- Activity -
Up to and including the line that contains "box: [49, 56, 209, 265]", return every line from the start of the data, unchanged.

- Data supplied -
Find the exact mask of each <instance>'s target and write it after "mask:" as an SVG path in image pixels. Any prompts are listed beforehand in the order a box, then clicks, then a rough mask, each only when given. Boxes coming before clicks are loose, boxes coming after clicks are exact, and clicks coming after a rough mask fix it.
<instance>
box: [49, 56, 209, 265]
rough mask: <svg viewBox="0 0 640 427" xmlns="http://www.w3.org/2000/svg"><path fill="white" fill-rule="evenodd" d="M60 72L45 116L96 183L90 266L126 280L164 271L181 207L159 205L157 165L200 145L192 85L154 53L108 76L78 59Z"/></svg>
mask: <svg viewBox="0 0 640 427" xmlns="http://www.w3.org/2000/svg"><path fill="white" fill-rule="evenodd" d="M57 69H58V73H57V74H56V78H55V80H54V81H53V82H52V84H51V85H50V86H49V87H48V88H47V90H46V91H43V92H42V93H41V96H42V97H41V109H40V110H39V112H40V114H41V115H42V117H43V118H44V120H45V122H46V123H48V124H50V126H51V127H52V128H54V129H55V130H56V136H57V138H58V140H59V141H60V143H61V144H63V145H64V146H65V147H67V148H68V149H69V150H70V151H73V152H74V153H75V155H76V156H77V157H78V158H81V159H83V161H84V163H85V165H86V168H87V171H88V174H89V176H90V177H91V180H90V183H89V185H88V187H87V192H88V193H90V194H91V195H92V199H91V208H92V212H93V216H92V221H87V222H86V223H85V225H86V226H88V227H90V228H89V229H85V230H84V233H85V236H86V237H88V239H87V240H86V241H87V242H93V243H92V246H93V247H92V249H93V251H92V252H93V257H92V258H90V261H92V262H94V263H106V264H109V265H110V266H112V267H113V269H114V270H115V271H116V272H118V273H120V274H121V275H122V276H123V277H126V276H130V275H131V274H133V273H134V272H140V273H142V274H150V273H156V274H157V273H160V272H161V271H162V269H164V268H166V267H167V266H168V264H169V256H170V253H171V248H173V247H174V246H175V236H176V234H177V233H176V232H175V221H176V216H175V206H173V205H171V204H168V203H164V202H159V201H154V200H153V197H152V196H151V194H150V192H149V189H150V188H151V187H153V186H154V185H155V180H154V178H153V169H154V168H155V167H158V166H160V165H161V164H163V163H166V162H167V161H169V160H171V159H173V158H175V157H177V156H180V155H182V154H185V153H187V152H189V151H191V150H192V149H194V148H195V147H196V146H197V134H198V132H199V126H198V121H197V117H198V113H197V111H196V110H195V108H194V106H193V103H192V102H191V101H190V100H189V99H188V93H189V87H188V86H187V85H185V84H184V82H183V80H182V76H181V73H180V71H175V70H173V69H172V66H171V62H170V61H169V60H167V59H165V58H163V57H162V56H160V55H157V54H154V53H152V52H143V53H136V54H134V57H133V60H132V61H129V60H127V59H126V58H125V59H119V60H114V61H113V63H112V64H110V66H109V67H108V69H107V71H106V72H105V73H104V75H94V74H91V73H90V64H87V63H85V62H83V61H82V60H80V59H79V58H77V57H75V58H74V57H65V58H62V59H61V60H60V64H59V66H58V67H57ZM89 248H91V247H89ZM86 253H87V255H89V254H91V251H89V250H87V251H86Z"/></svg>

- Solution to this exercise -
Find the exact mask of each <instance>'s target and write it after "mask:" as an SVG path in image pixels. Any prompts are listed beforehand in the order a box, then clicks, then a rough mask, each only when given. Boxes coming before clicks are loose, boxes coming after clicks are exact, and clicks coming after a rough mask fix it.
<instance>
box: [49, 56, 209, 265]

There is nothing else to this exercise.